TASK INSTRUCTIONS
Rewrite the listing from the line holding "figure in the photo above." through the end of the listing, inclusive, keeping the requests, and shift every coordinate in the answers up by 59.

Entries from a point annotation set

________________

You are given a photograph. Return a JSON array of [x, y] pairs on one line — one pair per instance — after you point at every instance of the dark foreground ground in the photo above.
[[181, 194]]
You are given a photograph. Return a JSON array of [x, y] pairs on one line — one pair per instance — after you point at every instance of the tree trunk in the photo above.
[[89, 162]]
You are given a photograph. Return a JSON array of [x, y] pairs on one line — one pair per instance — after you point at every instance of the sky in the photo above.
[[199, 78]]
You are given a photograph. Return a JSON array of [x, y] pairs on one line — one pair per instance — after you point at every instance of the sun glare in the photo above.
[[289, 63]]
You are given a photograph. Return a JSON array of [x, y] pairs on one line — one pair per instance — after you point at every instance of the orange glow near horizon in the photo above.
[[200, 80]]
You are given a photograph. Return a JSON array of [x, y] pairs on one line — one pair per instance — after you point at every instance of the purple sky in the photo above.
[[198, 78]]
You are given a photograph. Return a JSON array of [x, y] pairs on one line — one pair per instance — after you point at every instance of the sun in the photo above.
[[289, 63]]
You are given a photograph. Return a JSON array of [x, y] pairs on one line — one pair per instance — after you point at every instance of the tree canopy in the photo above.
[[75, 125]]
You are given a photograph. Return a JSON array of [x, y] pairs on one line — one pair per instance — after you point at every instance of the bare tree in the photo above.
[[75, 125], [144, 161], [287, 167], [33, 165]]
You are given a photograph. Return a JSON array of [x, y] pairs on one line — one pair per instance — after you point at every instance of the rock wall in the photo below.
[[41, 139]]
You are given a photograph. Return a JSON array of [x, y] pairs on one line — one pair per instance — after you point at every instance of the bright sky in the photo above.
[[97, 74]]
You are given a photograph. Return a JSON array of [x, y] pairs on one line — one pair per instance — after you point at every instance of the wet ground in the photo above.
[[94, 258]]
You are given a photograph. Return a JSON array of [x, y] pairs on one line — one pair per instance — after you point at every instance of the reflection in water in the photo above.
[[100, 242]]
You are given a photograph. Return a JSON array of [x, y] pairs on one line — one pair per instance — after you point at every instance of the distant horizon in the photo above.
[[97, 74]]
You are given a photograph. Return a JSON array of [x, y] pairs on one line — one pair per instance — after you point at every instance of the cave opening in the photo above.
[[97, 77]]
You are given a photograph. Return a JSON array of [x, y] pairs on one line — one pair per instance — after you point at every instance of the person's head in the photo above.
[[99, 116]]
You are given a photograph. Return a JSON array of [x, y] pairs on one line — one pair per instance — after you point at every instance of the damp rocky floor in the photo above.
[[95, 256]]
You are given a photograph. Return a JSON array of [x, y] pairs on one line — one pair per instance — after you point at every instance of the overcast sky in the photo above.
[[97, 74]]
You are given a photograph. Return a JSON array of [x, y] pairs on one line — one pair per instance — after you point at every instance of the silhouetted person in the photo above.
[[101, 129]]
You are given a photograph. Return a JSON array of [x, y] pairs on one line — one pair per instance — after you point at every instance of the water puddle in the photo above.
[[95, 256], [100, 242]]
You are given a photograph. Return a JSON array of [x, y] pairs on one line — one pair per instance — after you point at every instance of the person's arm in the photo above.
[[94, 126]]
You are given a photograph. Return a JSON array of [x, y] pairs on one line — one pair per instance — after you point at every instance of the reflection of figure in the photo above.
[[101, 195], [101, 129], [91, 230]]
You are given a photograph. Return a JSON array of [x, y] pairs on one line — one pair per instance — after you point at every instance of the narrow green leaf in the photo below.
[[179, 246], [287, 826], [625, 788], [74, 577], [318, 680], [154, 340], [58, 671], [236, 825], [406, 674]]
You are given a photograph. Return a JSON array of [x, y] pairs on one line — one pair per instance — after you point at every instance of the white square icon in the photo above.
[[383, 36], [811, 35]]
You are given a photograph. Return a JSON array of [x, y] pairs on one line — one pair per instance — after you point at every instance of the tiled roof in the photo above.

________________

FINISHED EXERCISE
You are given a photograph. Return a JSON array of [x, y] pairs on one line — one pair per instance — after you point at every instance of the reflection of figure in the photo above.
[[160, 254], [160, 188], [150, 289]]
You are given a photograph. Return a JSON array of [x, y] pairs on one line — one pair per instance — after you point at every instance of the narrow green leaf in the photo below.
[[238, 305], [346, 885], [684, 847], [133, 636], [377, 739], [213, 399], [117, 730], [295, 884], [465, 733]]
You are given a photograph. Return a JSON array of [x, y] pairs on one line — one pair per instance — after you point at every instance of the white square icon in the photo above.
[[442, 95], [870, 94]]
You are given a photograph. Return a JSON array of [x, y] pairs on one line — one pair per instance — after you point at every instance of the tiled roof in the photo above.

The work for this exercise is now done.